- **Your task**: Revise the records from the line with "Every instance of the woman's left" to the line with "Every instance of the exterior", putting "person's" wherever "woman's" appears and leaving everything else unchanged.

(Dataset records)
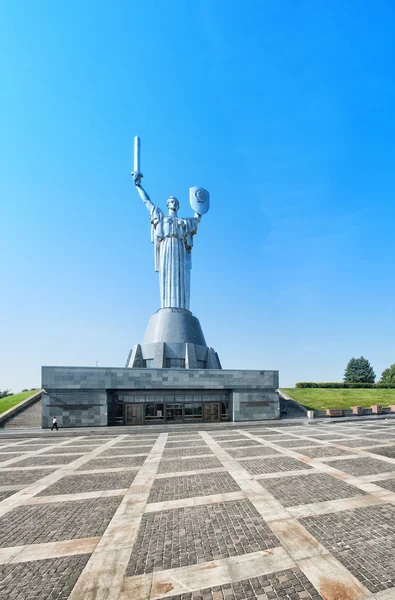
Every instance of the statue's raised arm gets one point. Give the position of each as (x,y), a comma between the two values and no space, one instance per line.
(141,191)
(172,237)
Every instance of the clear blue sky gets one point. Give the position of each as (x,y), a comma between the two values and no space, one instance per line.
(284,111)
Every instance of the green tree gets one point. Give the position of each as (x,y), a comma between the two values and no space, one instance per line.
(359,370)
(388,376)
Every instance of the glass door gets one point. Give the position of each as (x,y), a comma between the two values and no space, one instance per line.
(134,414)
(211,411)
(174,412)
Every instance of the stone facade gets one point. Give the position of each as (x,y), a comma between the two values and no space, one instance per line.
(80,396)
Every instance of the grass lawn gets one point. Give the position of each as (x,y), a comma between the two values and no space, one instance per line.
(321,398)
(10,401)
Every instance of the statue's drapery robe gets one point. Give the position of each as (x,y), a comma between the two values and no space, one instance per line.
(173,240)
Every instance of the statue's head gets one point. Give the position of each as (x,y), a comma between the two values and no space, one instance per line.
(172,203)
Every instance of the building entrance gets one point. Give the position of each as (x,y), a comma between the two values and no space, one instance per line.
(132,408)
==
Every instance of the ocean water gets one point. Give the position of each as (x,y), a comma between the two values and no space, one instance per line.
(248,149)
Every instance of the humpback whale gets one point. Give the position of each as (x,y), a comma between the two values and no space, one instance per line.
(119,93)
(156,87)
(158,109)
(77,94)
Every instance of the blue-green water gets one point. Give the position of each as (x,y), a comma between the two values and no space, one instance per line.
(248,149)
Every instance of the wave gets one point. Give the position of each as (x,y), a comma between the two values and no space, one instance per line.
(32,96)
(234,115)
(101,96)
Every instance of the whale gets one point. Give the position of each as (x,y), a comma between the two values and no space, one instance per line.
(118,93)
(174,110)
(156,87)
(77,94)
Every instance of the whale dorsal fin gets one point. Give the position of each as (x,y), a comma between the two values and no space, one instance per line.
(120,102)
---
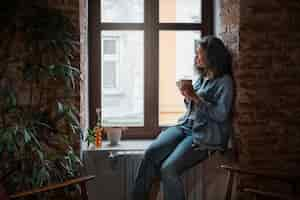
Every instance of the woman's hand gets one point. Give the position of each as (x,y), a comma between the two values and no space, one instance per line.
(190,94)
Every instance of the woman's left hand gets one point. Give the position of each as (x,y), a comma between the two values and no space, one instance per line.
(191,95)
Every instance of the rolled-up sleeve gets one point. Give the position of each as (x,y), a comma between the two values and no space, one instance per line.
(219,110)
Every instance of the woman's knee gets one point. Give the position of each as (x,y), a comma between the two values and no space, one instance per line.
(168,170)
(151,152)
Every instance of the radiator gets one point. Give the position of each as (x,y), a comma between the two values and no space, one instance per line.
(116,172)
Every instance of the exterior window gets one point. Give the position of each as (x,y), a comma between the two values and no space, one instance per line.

- **Task result**:
Every instance of the person's left hand gets one point. Give the position of each as (x,y), a comma between the two values and no space, one instance per line.
(191,95)
Every instance of the rolled-up sleeve gets one point. Give the position of each as (x,y), a comma between the two values and no space, one instance per line.
(219,110)
Every instance of the person's knee gets one point. Give the position of each as (x,y), a comma between the two values and no space, one instance per line.
(168,170)
(151,152)
Every instance of the radiator gets one point. Give the position of each as (x,y), a comma between the two values and no space, one instance per line.
(116,172)
Every instance of the exterior window gets one point. Give the position of each as (x,y), a comma between the two values and no space, one instance per line.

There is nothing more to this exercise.